◆ **What is expected**:
Go through the entries below and print, exactly, the lines starting at the one with "[(427, 331), (49, 56)]" and ending at the one with "Spot the undercarriage", keeping both ends and no others.
*** Opening of Material supplied ***
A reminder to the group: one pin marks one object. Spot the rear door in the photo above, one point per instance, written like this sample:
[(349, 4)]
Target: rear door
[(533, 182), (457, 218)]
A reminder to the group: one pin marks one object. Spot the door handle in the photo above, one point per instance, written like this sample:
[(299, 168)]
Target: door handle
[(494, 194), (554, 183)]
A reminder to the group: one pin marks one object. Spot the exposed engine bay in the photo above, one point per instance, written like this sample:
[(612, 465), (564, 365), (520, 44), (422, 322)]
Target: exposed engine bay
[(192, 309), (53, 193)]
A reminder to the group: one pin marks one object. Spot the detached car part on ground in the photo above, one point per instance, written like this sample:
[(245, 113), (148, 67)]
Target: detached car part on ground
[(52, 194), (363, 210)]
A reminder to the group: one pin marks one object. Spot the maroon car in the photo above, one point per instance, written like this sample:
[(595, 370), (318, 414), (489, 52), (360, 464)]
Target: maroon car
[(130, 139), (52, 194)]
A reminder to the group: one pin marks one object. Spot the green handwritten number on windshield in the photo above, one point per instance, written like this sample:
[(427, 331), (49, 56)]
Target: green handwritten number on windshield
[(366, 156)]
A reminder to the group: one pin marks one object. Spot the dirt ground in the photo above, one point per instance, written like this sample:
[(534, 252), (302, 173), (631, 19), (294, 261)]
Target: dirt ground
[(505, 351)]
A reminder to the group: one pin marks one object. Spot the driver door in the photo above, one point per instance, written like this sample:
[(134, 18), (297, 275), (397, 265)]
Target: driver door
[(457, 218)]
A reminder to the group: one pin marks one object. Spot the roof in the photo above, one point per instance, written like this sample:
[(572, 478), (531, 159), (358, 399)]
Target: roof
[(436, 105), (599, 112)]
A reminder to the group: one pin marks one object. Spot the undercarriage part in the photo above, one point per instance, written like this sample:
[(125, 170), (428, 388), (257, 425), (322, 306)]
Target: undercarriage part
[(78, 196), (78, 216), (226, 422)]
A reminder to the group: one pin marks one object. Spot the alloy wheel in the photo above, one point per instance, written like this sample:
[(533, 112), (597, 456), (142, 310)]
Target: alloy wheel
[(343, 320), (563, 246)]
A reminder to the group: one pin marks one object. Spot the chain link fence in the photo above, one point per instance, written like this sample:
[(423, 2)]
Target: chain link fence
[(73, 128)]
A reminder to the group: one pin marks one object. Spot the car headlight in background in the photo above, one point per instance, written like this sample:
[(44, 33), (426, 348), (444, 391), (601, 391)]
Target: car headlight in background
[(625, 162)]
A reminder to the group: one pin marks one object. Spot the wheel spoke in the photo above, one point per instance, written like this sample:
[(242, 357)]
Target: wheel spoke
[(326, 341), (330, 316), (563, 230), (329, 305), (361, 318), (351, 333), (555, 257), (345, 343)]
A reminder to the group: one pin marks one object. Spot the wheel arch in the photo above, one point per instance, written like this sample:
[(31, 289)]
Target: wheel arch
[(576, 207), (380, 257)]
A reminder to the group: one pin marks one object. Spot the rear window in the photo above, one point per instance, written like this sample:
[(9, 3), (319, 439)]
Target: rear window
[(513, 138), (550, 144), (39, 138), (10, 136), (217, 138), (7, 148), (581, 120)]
*** Close of Material supplied ***
◆ **The completed task**:
[(427, 331), (49, 56)]
Target: green handwritten number on windshield
[(366, 156)]
A reminder to the group: one pin marks one object. Spot the dirt ground in the photo above, one point per instance, written like this sample:
[(534, 252), (302, 173), (631, 19), (294, 261)]
Target: dirt ground
[(505, 351)]
A reminder to the group: one pin marks one object. Spot the driver door in the photo above, one point per instance, written like this sample:
[(134, 18), (297, 275), (397, 265)]
Target: driver door
[(457, 218)]
A reminder to the group: one pin marks one object. Spot the roof in the photo above, one point per instance, written like this sample:
[(572, 478), (531, 159), (358, 399)]
Target: roof
[(436, 105), (599, 112)]
A reminder to the group: one pin marks one object. Spot the undercarriage part in the photo above, one point per instance, written like this sample:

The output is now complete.